** start of DATA IN THIS EXERCISE **

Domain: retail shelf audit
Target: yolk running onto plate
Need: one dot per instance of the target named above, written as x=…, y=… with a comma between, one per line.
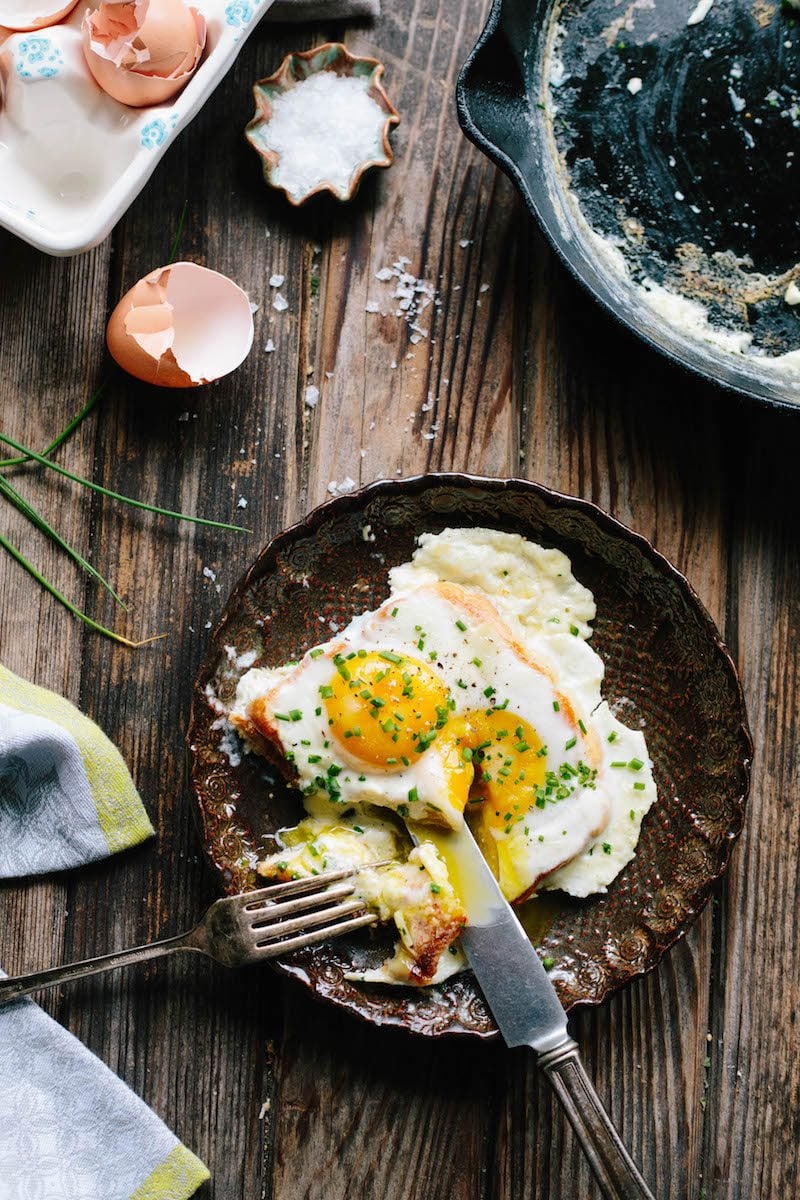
x=497, y=759
x=385, y=708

** end of DATA IN THIS EXERCISE **

EXERCISE OBJECTIVE
Please output the data above line for line with no changes, omitting the pictures.

COMPLETED TASK
Domain: retail shelf audit
Target: yolk running onto plate
Need: one dot per instance of the target named above, written as x=…, y=… with a comma between, one per line.
x=497, y=759
x=385, y=708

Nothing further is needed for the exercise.